=== Begin Enclosure ===
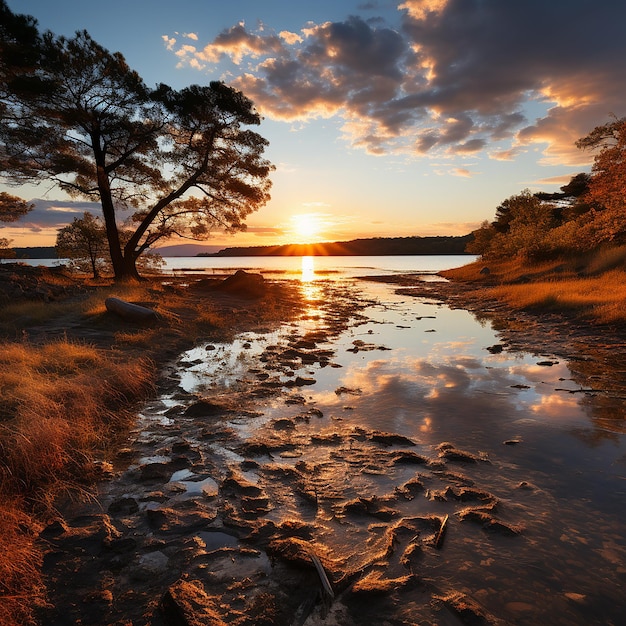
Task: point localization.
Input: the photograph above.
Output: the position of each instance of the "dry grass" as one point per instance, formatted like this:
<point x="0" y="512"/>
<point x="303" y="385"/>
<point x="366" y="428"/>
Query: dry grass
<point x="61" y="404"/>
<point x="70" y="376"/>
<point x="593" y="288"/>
=== End Enclosure ===
=== Begin Enclosure ===
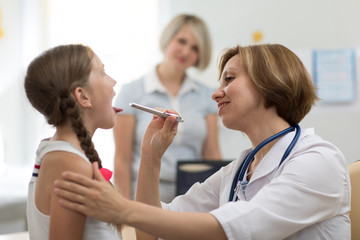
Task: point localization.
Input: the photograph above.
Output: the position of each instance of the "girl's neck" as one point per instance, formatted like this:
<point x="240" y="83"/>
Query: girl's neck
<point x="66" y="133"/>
=== End Enclosure ===
#### Work required:
Lines that contain "position" are to be copied from the records above.

#### Task result:
Output: the position of each instance of the "dry grass" as one point per instance, formatted like this:
Output: the position of each instance of the "girl's neck" as one point per instance, formatted like this:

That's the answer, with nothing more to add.